• KURZE AUFGABE A: Gib den Forumsthread über das Wattwurm-Plümpern auf Fehmarn vollständig und Wort für Wort wieder.

• TEXTABSCHNITT:
-*-

# Wattwürmer plümpern auf Fehmarn



## angelradler (29. Oktober 2006)

Hallo,

wir möchten in unserer Brandungswoche in Heiligenhafen und Fehmarn mal Wattwürmer selber plümpern.
Im Angelführer von Fehmarn steht nur Strukkamp, als die Stelle wo man plümpern könnte!
Hat für uns jemand einen Tip wo wir dies machen können?


----------



## Hurricaneangler (30. Oktober 2006)

*AW: Wattwürmer plümpern auf Fehmarn*

moin also ich würd nach Grossenbrode fahren oder im Binnensee in Heiligenhafen viel Spaß


----------



## Meeresangler32 (30. Oktober 2006)

*AW: Wattwürmer plümpern auf Fehmarn*

meinst du den see am westmarkelsdorfer huk am leuchtturm`?


----------



## angelradler (30. Oktober 2006)

-*-

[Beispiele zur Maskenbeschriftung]
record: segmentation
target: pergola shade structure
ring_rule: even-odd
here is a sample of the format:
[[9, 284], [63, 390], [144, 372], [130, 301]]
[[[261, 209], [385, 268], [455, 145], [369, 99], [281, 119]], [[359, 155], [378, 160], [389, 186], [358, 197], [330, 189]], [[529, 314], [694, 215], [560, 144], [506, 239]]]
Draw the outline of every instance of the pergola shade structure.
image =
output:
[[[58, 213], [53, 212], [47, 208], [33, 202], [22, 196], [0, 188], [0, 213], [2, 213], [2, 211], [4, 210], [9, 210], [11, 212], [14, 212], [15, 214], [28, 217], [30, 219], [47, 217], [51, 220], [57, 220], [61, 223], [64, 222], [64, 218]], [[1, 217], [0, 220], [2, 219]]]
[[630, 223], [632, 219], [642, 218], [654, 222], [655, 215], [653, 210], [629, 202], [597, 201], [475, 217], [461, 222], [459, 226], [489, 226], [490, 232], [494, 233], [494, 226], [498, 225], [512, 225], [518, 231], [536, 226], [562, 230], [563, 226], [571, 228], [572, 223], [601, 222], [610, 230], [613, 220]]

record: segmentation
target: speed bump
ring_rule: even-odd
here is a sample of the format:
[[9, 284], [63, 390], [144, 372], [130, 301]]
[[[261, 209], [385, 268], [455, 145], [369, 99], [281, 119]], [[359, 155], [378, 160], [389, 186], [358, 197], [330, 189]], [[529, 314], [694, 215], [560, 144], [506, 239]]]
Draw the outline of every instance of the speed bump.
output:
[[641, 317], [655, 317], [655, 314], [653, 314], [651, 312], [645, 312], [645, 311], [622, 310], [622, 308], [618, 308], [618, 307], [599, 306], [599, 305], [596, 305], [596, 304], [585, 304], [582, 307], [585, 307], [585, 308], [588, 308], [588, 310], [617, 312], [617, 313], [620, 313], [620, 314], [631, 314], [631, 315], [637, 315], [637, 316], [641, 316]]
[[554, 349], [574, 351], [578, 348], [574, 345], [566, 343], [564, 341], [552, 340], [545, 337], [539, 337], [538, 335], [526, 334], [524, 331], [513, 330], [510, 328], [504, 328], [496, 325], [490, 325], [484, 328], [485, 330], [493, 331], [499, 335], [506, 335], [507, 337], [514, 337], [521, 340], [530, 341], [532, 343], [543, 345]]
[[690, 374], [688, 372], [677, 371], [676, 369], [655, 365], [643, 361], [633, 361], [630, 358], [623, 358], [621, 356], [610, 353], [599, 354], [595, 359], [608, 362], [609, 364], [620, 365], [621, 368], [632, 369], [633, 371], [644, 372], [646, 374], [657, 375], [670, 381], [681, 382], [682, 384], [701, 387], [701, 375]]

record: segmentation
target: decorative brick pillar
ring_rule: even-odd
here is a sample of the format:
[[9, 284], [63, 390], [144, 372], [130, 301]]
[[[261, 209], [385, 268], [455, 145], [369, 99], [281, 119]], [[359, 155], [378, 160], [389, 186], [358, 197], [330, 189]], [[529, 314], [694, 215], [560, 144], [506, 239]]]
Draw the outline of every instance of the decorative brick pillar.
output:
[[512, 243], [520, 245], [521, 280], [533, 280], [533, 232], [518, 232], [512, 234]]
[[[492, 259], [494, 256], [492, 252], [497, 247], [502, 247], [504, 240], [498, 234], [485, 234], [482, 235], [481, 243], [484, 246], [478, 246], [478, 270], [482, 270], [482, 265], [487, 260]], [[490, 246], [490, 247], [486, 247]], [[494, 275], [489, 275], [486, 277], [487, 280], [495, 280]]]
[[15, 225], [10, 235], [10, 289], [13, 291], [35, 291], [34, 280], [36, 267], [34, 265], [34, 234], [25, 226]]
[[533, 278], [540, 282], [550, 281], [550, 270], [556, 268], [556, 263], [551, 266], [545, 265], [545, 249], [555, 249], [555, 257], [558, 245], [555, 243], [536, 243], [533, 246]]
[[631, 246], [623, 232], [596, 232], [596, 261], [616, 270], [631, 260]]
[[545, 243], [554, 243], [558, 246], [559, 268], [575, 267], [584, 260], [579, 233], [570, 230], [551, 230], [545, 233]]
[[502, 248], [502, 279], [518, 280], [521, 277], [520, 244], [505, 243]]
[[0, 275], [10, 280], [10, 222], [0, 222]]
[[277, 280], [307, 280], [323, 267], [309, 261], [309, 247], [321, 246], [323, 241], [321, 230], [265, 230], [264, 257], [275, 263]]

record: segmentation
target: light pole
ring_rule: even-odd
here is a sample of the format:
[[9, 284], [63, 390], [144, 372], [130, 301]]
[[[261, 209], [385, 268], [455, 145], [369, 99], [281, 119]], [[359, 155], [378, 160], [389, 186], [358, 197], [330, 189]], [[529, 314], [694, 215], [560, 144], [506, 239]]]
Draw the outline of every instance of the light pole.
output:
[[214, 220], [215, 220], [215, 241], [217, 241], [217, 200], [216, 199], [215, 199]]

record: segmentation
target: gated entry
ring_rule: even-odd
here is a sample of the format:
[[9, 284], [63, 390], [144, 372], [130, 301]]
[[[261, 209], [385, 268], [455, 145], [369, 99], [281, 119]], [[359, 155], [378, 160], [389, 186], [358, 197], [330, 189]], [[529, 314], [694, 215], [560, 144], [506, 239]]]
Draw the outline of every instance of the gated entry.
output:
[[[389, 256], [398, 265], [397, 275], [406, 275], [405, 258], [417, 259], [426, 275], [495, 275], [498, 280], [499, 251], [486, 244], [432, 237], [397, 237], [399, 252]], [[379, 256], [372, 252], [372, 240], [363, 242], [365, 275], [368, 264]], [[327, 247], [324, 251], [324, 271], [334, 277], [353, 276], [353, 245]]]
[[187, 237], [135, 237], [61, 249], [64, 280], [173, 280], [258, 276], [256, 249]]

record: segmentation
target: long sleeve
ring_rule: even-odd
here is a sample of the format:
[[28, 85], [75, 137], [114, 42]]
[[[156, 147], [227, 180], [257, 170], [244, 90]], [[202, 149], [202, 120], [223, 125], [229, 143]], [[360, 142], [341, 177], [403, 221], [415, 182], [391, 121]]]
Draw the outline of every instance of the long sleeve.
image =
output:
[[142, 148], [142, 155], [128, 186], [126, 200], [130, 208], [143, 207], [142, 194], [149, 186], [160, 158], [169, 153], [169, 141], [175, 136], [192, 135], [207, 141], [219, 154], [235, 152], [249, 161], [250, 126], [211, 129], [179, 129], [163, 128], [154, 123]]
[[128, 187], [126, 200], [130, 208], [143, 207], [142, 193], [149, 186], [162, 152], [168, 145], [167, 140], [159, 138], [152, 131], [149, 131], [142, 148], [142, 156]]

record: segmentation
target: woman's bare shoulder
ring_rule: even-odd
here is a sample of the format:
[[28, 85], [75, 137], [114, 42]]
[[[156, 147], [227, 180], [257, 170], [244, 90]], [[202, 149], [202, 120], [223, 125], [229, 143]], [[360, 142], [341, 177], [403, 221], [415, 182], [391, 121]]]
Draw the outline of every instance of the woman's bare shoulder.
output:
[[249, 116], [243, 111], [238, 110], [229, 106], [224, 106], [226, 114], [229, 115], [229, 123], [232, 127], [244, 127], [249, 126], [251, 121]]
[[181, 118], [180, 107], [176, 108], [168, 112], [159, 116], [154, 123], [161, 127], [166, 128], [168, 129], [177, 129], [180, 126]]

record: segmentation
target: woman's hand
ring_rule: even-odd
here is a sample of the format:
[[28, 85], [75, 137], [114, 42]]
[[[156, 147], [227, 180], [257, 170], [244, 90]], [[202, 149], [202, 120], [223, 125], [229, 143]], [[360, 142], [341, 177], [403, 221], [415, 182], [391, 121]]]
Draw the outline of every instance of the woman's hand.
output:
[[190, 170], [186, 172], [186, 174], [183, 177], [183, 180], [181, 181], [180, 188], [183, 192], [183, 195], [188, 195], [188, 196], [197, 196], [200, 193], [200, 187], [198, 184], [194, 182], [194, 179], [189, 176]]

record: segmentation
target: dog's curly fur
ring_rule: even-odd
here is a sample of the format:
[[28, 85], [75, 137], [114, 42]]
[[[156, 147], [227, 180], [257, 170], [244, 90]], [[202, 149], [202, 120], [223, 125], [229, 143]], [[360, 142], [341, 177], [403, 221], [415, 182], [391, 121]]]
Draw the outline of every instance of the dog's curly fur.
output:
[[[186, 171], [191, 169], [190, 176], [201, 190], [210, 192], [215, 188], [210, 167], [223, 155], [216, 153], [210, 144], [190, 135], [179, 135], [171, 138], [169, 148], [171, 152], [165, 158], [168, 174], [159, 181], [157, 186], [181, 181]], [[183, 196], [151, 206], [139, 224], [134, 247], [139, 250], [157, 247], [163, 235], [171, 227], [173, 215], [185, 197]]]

-*-

• KURZE AUFGABE B: Schreib bitte nur den Teil der Auflistung noch einmal aus, der mit ihrer ersten Zeile beginnt und mit der Zeile endet, die "230], [613, 220]]" enthält, beide Zeilen eingeschlossen und die Anweisungen mitsamt. Verschiebe dabei jede Koordinate in den Antworten um -91.

• VOLLSTÄNDIGE ANTWORT A:
# Wattwürmer plümpern auf Fehmarn



## angelradler (29. Oktober 2006)

Hallo,

wir möchten in unserer Brandungswoche in Heiligenhafen und Fehmarn mal Wattwürmer selber plümpern.
Im Angelführer von Fehmarn steht nur Strukkamp, als die Stelle wo man plümpern könnte!
Hat für uns jemand einen Tip wo wir dies machen können?


----------



## Hurricaneangler (30. Oktober 2006)

*AW: Wattwürmer plümpern auf Fehmarn*

moin also ich würd nach Grossenbrode fahren oder im Binnensee in Heiligenhafen viel Spaß


----------



## Meeresangler32 (30. Oktober 2006)

*AW: Wattwürmer plümpern auf Fehmarn*

meinst du den see am westmarkelsdorfer huk am leuchtturm`?


----------



## angelradler (30. Oktober 2006)

• VOLLSTÄNDIGE ANTWORT B:
record: segmentation
target: pergola shade structure
ring_rule: even-odd
here is a sample of the format:
[[9, 284], [63, 390], [144, 372], [130, 301]]
[[[261, 209], [385, 268], [455, 145], [369, 99], [281, 119]], [[359, 155], [378, 160], [389, 186], [358, 197], [330, 189]], [[529, 314], [694, 215], [560, 144], [506, 239]]]
Draw the outline of every instance of the pergola shade structure.
image =
output:
[[[-33, 122], [-38, 121], [-44, 117], [-58, 111], [-69, 105], [-91, 97], [-91, 122], [-89, 122], [-89, 120], [-87, 119], [-82, 119], [-80, 121], [-77, 121], [-76, 123], [-63, 126], [-61, 128], [-44, 126], [-40, 129], [-34, 129], [-30, 132], [-27, 131], [-27, 127]], [[-90, 126], [-91, 129], [-89, 128]]]
[[539, 132], [541, 128], [551, 127], [563, 131], [564, 124], [562, 119], [538, 111], [506, 110], [384, 126], [370, 131], [368, 135], [398, 135], [399, 141], [403, 142], [403, 135], [407, 134], [421, 134], [427, 140], [445, 135], [471, 139], [472, 135], [480, 137], [481, 132], [510, 131], [519, 139], [522, 129]]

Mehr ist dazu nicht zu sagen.